--- Text ---

296 So. 2d 490 | Fla. | 1974
The CITY COUNCIL OF THE CITY OF NORTH MIAMI BEACH, a Municipal Corporation of the State of Florida, and Its Mayor, Petitioner,
v.
TREBOR CONSTRUCTION CORP., a Florida Corporation, Respondent.
Supreme Court of Florida.
*491 Burton B. Loebl, North Miami Beach, for petitioner.
Neil Chonin of the Law Offices of Neil Chonin, Miami, for respondent.
DEKLE, Justice.
The petition for writ of certiorari reflected apparent jurisdiction in this Court on the basis of a direct conflict between the decision of the Third District Court of Appeal in the instant cause, reported at 254 So. 2d 51, and the case of Boynton Beach v. Carroll, 272 So. 2d 171 (Fla.App.4th 1973). Upon further consideration of the record before us and having heard oral argument, we find no direct conflict to sustain jurisdiction and must therefore discharge.

---

Description of the task: Reproduce the court opinion verbatim for the stretch from "Supreme Court of" through "must therefore discharge.". Rely solely on the court opinion when working with these entries.

--- Dataset excerpts ---

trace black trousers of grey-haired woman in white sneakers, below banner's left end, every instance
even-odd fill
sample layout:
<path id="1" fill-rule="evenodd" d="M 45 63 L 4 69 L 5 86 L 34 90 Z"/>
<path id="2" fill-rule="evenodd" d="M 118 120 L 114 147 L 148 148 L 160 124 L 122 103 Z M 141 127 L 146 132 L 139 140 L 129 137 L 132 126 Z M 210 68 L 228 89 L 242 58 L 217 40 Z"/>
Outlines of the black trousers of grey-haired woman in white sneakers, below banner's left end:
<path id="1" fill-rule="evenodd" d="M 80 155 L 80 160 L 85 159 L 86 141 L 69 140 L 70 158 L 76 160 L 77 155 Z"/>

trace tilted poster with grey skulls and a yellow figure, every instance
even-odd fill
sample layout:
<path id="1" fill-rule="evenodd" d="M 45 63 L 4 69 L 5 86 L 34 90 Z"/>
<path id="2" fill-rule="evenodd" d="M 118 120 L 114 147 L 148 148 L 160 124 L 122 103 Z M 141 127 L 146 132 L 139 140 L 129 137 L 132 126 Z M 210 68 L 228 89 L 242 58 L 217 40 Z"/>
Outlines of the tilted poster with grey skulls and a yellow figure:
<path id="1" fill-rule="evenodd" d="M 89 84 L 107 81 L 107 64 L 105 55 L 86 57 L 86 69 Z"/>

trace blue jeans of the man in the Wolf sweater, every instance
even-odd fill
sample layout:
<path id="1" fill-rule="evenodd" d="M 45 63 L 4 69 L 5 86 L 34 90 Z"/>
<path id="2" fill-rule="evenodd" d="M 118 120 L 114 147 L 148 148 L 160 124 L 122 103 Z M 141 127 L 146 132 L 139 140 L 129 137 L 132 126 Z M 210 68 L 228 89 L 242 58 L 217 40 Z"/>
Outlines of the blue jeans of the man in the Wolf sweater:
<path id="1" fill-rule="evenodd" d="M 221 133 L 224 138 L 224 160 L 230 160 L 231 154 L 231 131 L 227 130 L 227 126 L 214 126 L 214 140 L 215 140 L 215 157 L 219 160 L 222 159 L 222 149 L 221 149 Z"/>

---

Answer box:
Supreme Court of Florida.
*491 Burton B. Loebl, North Miami Beach, for petitioner.
Neil Chonin of the Law Offices of Neil Chonin, Miami, for respondent.
DEKLE, Justice.
The petition for writ of certiorari reflected apparent jurisdiction in this Court on the basis of a direct conflict between the decision of the Third District Court of Appeal in the instant cause, reported at 254 So. 2d 51, and the case of Boynton Beach v. Carroll, 272 So. 2d 171 (Fla.App.4th 1973). Upon further consideration of the record before us and having heard oral argument, we find no direct conflict to sustain jurisdiction and must therefore discharge.